====== PROVIDED PASSAGE ======

Course description: Reaction-diffusion (RD) equations have found applications in numerous fields, from physics and chemistry, being the most classical, to sociology, being the most recent.  While reaction-diffusion models are vast simplifications of reality, there is much one can learn about many complex systems which we constantly struggle to understand.  This class will focus on the application of such models to numerous fields, focusing on biology, ecology, and criminology.  While exploring how different phenomena are modeled though RD equations (or systems) we will learn some of the theory and techniques necessary to analyze these type of models and this will enable us to draw conclusions about the real world applications.  Such techniques will include singular perturbation theory, maximum principles, linear stability/instability analysis, to name a few.  This class is aimed at students interested in modeling systems in biology, physics, chemistry, ecology, and sociology, with a strong mathematical inclination.  We will assume a solid understanding of ordinary differential equations and linear algebra.

====== RAW DATA ======

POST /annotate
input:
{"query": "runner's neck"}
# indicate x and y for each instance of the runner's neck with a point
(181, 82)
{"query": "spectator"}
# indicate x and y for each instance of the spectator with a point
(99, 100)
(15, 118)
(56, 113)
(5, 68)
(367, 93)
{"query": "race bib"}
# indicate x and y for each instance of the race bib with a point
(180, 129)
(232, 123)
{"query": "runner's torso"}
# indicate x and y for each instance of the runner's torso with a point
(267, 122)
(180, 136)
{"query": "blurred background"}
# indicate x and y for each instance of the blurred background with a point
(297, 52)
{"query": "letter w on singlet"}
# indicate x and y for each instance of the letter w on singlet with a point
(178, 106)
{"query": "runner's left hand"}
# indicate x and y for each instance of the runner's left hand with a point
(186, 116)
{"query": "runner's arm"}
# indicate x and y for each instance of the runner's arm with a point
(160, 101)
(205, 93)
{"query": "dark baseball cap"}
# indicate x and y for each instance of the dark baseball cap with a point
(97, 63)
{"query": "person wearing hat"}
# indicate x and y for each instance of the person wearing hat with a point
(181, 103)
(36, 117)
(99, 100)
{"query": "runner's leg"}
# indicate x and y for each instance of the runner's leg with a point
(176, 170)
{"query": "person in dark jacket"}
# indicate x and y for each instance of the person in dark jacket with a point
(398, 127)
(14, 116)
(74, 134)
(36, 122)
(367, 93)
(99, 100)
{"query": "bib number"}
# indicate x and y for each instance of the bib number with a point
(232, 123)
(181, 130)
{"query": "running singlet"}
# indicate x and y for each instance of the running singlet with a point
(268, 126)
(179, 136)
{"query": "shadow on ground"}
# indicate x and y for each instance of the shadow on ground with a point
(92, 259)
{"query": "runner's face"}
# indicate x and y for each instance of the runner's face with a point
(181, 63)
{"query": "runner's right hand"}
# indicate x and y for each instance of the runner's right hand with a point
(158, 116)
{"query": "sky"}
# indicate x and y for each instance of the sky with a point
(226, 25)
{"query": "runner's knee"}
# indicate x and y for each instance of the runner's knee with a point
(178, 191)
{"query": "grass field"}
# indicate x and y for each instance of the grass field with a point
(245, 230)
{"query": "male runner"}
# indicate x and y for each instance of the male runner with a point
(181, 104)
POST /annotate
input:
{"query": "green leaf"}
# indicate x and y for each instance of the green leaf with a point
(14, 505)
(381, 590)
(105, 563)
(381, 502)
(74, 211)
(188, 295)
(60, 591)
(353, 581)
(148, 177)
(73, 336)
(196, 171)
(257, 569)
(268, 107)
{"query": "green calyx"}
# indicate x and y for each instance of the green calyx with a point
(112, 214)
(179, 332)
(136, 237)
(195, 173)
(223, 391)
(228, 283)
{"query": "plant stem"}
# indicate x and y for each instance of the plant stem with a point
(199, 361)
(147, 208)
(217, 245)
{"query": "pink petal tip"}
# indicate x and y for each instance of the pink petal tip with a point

======

TASK REQUIREMENTS:
a) Answer these questions using the course description on reaction-diffusion equations:
(i) Which fields are named as the most classical and the most recent applications of these equations?
(ii) Which three fields will the class focus on?
(iii) What prior knowledge will the class assume?
b) Continue the course description on reaction-diffusion equations from its final sentence.
None of the lines are needed to complete the tasks.

ANSWER LIST:
a)
(i) Physics and chemistry are the most classical, and sociology is the most recent.
(ii) Biology, ecology, and criminology.
(iii) A solid understanding of ordinary differential equations and linear algebra.

b)
Meeting times:  Tuesday and Thursday from  2:00-3:15 in PH 367.

Office Hours:  T and Th from 3:30-4:30 pm, W from 10 – 11 am in PH 314 or by appointment.

Tentative Course Outline:  I hope to be able to cover these topics (tentatively in this order)

  • Introduction to reaction-diffusion equations
  • ODE theory
  • Maximum/comparison principles
  • Separation of variables
  • Critical patch problem
  • Traveling wave solutions
  • Pattern formation
  • Brain tumor growth models
  • Reaction-diffusion equations in the social sciences
  • Singular perturbation theory
  • Neural-network models

Exams: The final exam will consist of student presentations.

Updated course outline:

  • Feb 14: Finish proof of critical patch problem and excitable systems (reference [BR]).
  • Feb 16: Fisher-KPP and excitable systems in higher dimensions (reference [BR]).
  • Feb 21: Traveling wave solutions: existence of fronts (references [MR1- Ch 13]).
  • Feb 22: Wave speed and wave profile (reference [MR1- Ch 13]).
  • Feb 28: More traveling wave examples (predator-prey system) [MR1- Ch 13]; waves in excitable media [KS- Ch 5,6]
  • March 2: Waves in excitable media [KS- Ch 5,6]
  • March 7:Traveling Pulse (singular perturbation theory); global behavior of nerve propagation [KS- Ch 5,6]
  • March 9:  Pattern Formation [MR2 – Ch 2]
  • March 21:



[BR]  N. Britton. Reaction-Diffusion Equations and Their Applications to Biology. Academic Press, 1986.

[MR1]  J. Murray. Mathematical Biology, I: An Introduction. Springer, 2002.

[MR2]  J. Murray. Mathematical Biology II Spatial Models and Biomedical Applications.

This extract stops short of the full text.